SOURCE PASSAGE
Returning lost, unclaimed money to thousands is mission impossible when you have a foreign accent
Rehema Barry never thought her Kenyan accent would be a barrier to her job of returning large sums of lost and unclaimed money to thousands of Australians.
But over the past 12 months the Rockhampton woman has found herself dealing with a world where phone scamming is rampant and suspicion among the general population is rife.
She has made about 3,000 phone calls to people or businesses she had identified as being owed lost money. The uptake so far? Zero.
“People are really scared,” she said.
“They don’t take me on. They don’t think I’m legitimate.”
Mrs Barry laughed off her many unsuccessful phone attempts to convince people her calls were genuine.
“My accent hasn’t really helped,” she said.
“People say, ‘How do I know you’re not from overseas?’
“I sound foreign. I didn’t think I did.”
Mrs Barry immigrated to Australia from Kenya in 2001.
The business of unclaimed money
She decided to move into the unclaimed monies business in June 2020 during the height of the COVID-19 pandemic, when she found herself housebound.
“I was hoping to find something I could do from home,” she said.
“My research made me aware of the unclaimed money agencies.
“Sometimes people lose money when they change address or they have a bank account that’s gone dormant, or they have shares they haven’t followed through to claim, or life insurance policies that haven’t been claimed.”
Under Commonwealth law, if money sits unclaimed for seven years, it’s transferred to the Commonwealth of Australia Consolidated Revenue Fund.
Where lost money goes
There is around $1.5 billion in lost shares, bank accounts and life insurance and it can be claimed at any time by the rightful owner — but people need to know it’s there in the first place.
Unclaimed money from deceased estates is also held by the Public Trustee of Queensland.
“This is where I go in,” Mrs Barry said.
“I go to the registry and I look at the amount that’s sitting there — I try and find the owner,” she said.
“Sometimes it’s to inform them, as they didn’t know. Sometimes they are aware, but they don’t know how to claim it.
“That’s when I assist them with the process of getting the right documentation together to claim it.”
Mrs Barry runs a refund consulting business which charges a fee to help people reclaim their lost money.
But people can also search themselves for free.

QUESTIONS TO ANSWER
a) Copy everything in the unclaimed money article from "Where lost money" down to "the first place.".
b) Using the unclaimed money article, answer each question:
(i) About how many phone calls has Mrs Barry made to people or businesses owed lost money?
(ii) In what year did she immigrate to Australia from Kenya?
(iii) Roughly how much is held in lost shares, bank accounts and life insurance?
You won't need the items below.

EXTRACTED RECORDS
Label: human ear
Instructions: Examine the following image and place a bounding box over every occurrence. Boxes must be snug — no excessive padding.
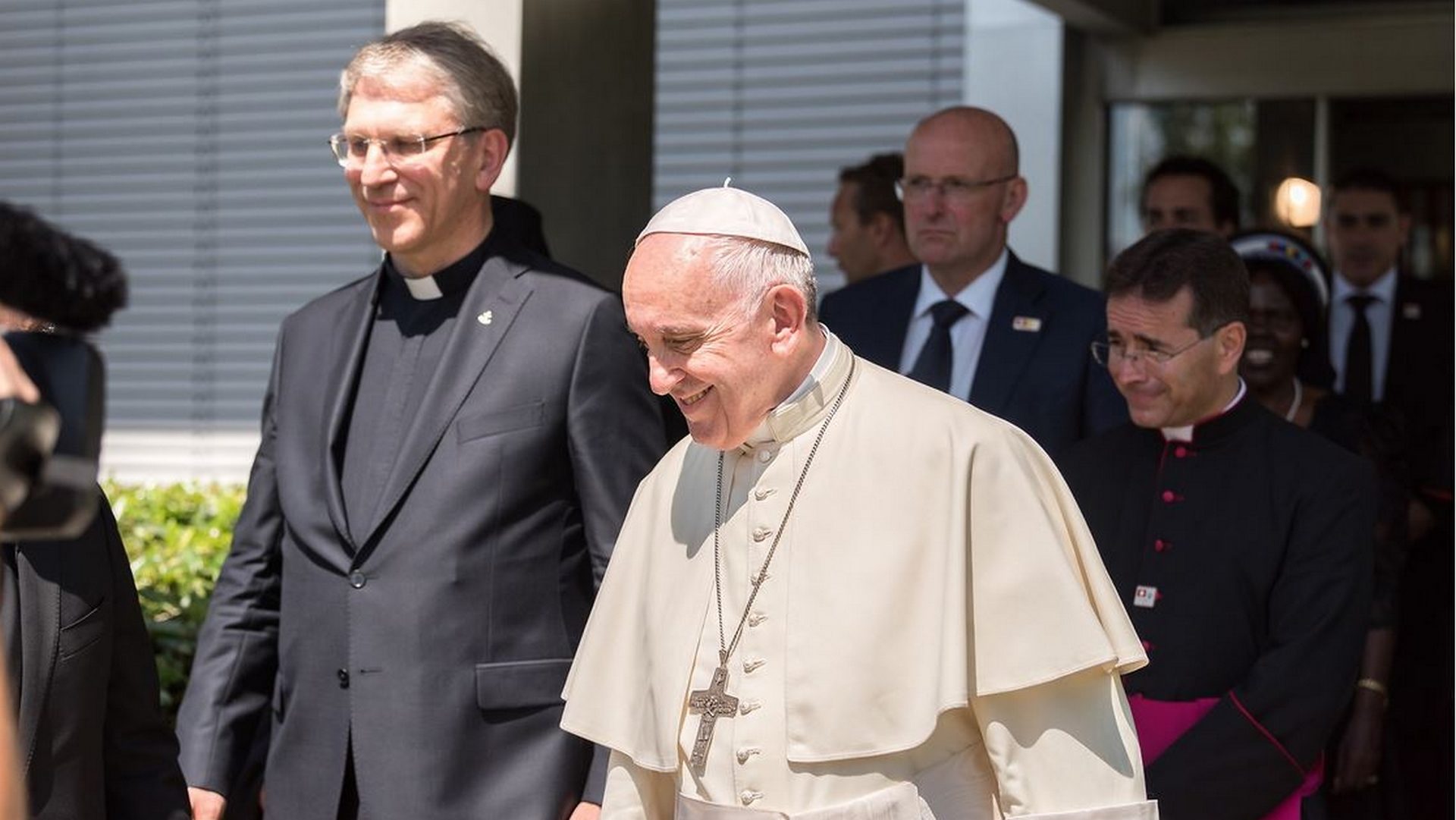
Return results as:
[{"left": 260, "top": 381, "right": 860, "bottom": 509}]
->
[
  {"left": 1213, "top": 322, "right": 1249, "bottom": 375},
  {"left": 766, "top": 284, "right": 808, "bottom": 347},
  {"left": 472, "top": 128, "right": 511, "bottom": 193}
]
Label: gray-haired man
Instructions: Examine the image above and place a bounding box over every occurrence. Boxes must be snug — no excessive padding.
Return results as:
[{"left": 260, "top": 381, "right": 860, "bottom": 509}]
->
[{"left": 179, "top": 24, "right": 663, "bottom": 820}]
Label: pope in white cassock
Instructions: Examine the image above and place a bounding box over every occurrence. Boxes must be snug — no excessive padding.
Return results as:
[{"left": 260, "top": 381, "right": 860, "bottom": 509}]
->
[{"left": 562, "top": 187, "right": 1157, "bottom": 820}]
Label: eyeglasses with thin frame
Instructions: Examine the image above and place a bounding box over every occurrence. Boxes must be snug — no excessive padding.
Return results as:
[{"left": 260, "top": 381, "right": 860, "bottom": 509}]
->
[
  {"left": 329, "top": 127, "right": 485, "bottom": 168},
  {"left": 1092, "top": 328, "right": 1222, "bottom": 367},
  {"left": 896, "top": 173, "right": 1016, "bottom": 204}
]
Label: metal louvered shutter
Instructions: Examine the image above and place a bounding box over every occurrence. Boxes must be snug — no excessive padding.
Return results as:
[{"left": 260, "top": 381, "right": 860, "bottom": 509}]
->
[
  {"left": 0, "top": 0, "right": 384, "bottom": 479},
  {"left": 652, "top": 0, "right": 965, "bottom": 290}
]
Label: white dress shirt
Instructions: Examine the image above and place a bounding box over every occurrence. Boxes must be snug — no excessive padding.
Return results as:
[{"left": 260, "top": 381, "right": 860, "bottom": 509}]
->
[
  {"left": 900, "top": 247, "right": 1010, "bottom": 399},
  {"left": 1329, "top": 268, "right": 1395, "bottom": 402}
]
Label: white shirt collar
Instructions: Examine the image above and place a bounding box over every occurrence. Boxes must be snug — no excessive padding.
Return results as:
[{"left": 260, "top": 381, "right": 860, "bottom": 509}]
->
[
  {"left": 399, "top": 277, "right": 446, "bottom": 301},
  {"left": 1329, "top": 268, "right": 1396, "bottom": 307},
  {"left": 745, "top": 325, "right": 840, "bottom": 447},
  {"left": 1160, "top": 377, "right": 1249, "bottom": 441},
  {"left": 910, "top": 247, "right": 1010, "bottom": 322}
]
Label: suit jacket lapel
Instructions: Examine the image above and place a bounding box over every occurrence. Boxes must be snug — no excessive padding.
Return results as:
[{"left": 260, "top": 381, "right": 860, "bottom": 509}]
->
[
  {"left": 354, "top": 255, "right": 532, "bottom": 550},
  {"left": 970, "top": 253, "right": 1046, "bottom": 415},
  {"left": 318, "top": 271, "right": 378, "bottom": 552},
  {"left": 14, "top": 543, "right": 65, "bottom": 772},
  {"left": 855, "top": 265, "right": 920, "bottom": 373}
]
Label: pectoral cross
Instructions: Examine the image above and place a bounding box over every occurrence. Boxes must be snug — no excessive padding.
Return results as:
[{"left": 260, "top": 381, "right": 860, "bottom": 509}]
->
[{"left": 687, "top": 652, "right": 738, "bottom": 772}]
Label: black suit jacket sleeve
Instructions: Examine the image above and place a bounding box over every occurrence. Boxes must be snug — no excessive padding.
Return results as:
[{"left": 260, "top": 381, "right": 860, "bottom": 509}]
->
[
  {"left": 177, "top": 335, "right": 284, "bottom": 795},
  {"left": 566, "top": 291, "right": 664, "bottom": 806},
  {"left": 566, "top": 291, "right": 664, "bottom": 587},
  {"left": 1147, "top": 463, "right": 1376, "bottom": 820},
  {"left": 98, "top": 502, "right": 188, "bottom": 820}
]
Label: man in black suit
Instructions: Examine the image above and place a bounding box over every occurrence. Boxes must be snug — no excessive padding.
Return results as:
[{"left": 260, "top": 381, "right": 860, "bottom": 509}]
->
[
  {"left": 821, "top": 108, "right": 1127, "bottom": 454},
  {"left": 1138, "top": 155, "right": 1239, "bottom": 239},
  {"left": 179, "top": 24, "right": 664, "bottom": 820},
  {"left": 1325, "top": 169, "right": 1456, "bottom": 817}
]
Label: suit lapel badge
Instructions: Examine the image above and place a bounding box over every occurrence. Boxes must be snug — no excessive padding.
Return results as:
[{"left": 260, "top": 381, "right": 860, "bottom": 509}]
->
[{"left": 1133, "top": 584, "right": 1157, "bottom": 609}]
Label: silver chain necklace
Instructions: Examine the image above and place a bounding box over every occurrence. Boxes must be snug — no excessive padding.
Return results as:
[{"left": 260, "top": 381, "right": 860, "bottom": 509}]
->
[{"left": 687, "top": 358, "right": 855, "bottom": 774}]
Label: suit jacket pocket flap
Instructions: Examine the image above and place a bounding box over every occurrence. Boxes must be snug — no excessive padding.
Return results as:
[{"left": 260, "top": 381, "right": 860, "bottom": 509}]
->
[
  {"left": 475, "top": 658, "right": 571, "bottom": 709},
  {"left": 457, "top": 402, "right": 546, "bottom": 441}
]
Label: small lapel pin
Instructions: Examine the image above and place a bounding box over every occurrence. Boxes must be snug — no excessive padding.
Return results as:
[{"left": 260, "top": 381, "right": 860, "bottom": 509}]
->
[{"left": 1133, "top": 586, "right": 1157, "bottom": 609}]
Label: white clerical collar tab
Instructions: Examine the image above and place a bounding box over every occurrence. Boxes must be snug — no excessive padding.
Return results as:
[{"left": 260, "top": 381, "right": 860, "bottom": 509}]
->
[{"left": 400, "top": 277, "right": 446, "bottom": 301}]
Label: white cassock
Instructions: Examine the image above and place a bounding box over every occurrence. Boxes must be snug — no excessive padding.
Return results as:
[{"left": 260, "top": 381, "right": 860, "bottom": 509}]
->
[{"left": 562, "top": 334, "right": 1156, "bottom": 820}]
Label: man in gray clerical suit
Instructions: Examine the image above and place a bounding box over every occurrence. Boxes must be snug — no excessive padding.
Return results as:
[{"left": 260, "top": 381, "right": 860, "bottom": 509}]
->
[{"left": 177, "top": 24, "right": 663, "bottom": 820}]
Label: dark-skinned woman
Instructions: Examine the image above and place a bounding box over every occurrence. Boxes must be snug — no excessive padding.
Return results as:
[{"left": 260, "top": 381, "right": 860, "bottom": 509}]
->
[{"left": 1232, "top": 231, "right": 1408, "bottom": 820}]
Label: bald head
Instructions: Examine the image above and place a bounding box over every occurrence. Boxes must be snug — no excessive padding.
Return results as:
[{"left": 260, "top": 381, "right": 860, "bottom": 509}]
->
[
  {"left": 910, "top": 105, "right": 1021, "bottom": 176},
  {"left": 904, "top": 106, "right": 1027, "bottom": 296}
]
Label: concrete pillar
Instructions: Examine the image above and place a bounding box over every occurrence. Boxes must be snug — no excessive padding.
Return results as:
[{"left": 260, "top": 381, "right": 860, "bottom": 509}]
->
[{"left": 964, "top": 0, "right": 1062, "bottom": 269}]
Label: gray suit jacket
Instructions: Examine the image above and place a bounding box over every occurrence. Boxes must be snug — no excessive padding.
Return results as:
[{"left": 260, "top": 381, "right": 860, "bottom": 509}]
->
[
  {"left": 177, "top": 240, "right": 664, "bottom": 820},
  {"left": 11, "top": 491, "right": 188, "bottom": 820}
]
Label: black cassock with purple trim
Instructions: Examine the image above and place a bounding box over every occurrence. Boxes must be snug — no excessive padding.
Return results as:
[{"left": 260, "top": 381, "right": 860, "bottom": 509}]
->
[{"left": 1062, "top": 396, "right": 1377, "bottom": 820}]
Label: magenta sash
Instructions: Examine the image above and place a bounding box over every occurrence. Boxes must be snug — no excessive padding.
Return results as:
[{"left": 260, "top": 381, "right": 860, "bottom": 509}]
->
[{"left": 1127, "top": 695, "right": 1325, "bottom": 820}]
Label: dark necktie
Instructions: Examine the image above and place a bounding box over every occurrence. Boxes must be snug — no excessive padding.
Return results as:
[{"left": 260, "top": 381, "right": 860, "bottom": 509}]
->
[
  {"left": 1345, "top": 293, "right": 1376, "bottom": 404},
  {"left": 910, "top": 299, "right": 971, "bottom": 391}
]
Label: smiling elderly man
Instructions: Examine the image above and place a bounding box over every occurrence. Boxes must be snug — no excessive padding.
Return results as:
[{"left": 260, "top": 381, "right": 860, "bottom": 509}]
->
[
  {"left": 179, "top": 24, "right": 663, "bottom": 820},
  {"left": 1062, "top": 228, "right": 1376, "bottom": 820},
  {"left": 562, "top": 188, "right": 1156, "bottom": 820}
]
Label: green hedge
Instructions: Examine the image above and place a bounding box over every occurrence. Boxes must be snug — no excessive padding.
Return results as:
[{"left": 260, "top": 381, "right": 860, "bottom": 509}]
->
[{"left": 103, "top": 482, "right": 243, "bottom": 715}]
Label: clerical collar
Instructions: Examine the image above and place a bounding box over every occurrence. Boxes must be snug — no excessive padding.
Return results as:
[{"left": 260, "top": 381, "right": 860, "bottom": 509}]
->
[
  {"left": 1160, "top": 377, "right": 1249, "bottom": 441},
  {"left": 384, "top": 230, "right": 495, "bottom": 301},
  {"left": 739, "top": 325, "right": 855, "bottom": 453}
]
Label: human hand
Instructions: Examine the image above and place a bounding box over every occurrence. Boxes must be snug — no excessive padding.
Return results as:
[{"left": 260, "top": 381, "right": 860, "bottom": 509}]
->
[
  {"left": 187, "top": 787, "right": 228, "bottom": 820},
  {"left": 1334, "top": 690, "right": 1385, "bottom": 793}
]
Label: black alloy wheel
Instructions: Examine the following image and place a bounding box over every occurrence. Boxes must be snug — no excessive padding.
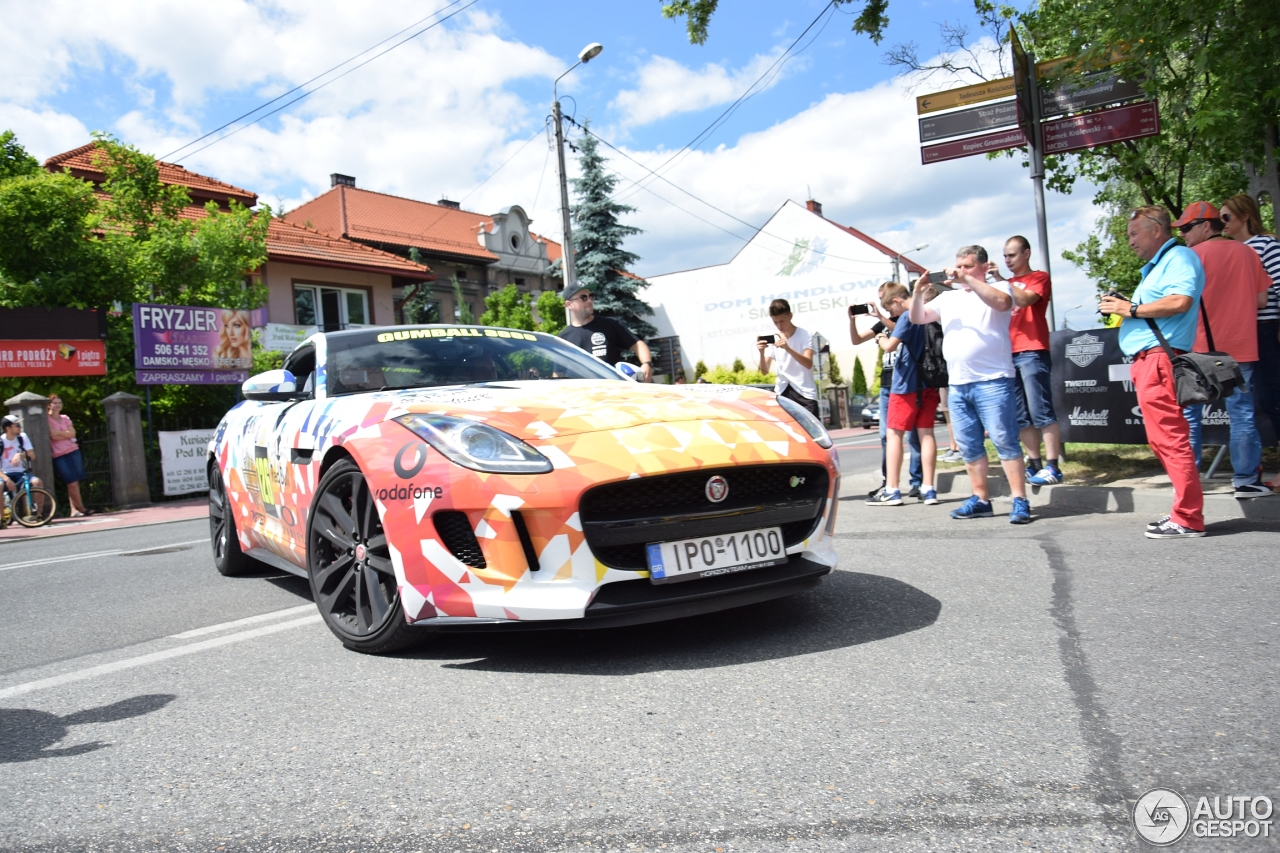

EXERCISE RESULTS
a)
Where lost money goes
There is around $1.5 billion in lost shares, bank accounts and life insurance and it can be claimed at any time by the rightful owner — but people need to know it’s there in the first place.

b)
(i) About 3,000
(ii) 2001
(iii) Around $1.5 billion